* Goal
The data must be returned in full and exactly as given.

+ + + + + + +

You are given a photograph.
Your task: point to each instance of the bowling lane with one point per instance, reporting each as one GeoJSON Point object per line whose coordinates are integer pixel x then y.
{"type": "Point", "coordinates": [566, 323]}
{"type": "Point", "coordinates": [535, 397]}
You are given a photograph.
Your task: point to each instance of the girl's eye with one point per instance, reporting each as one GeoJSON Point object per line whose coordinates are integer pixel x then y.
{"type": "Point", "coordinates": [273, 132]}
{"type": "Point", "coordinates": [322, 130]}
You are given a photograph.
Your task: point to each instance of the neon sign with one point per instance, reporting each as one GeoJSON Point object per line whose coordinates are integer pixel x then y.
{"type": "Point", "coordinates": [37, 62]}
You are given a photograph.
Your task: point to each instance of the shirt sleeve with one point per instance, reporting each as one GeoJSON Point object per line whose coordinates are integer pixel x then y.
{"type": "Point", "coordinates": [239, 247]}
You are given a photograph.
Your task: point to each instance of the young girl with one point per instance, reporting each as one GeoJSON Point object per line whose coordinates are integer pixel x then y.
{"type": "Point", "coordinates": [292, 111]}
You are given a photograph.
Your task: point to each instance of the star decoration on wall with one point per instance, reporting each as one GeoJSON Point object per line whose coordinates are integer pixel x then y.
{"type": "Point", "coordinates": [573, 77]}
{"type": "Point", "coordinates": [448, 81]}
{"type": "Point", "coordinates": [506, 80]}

+ + + + + + +

* Response to the exercise
You are given a photograph.
Your task: point to each instance of the bowling lane with one point per instance, reporting each as one GeoJSON Point object per line whose coordinates are integer pixel x then y.
{"type": "Point", "coordinates": [566, 323]}
{"type": "Point", "coordinates": [535, 397]}
You are given a photograph.
Your task: point to each instance of the girl's eye with one point per instance, reporting each as one GeoJSON Point object per line whose coordinates are integer pixel x then y.
{"type": "Point", "coordinates": [273, 132]}
{"type": "Point", "coordinates": [322, 130]}
You are given a photograph.
Your task: point to each instance of the neon sign with one point per instance, reporting each as one GeoJSON Point object per line whose coordinates are integer pixel x then y.
{"type": "Point", "coordinates": [37, 62]}
You are given a photograph.
Your task: point to each instance of the shirt sleeve with one point per instance, reporting each as one GeoJSON Point object per line whose coordinates are integer pixel x then y.
{"type": "Point", "coordinates": [239, 247]}
You are given a photograph.
Your task: point to each instance of the young girl with one point per instance, reporting each as one GeoJSON Point object per line whose coordinates are integer pixel x then y.
{"type": "Point", "coordinates": [292, 111]}
You are given a photograph.
Your task: point to each instance of the star decoration on wall with one point per instance, reporting each as one GeoJSON Point object per line whose coordinates are integer pixel x then y.
{"type": "Point", "coordinates": [573, 77]}
{"type": "Point", "coordinates": [448, 81]}
{"type": "Point", "coordinates": [506, 80]}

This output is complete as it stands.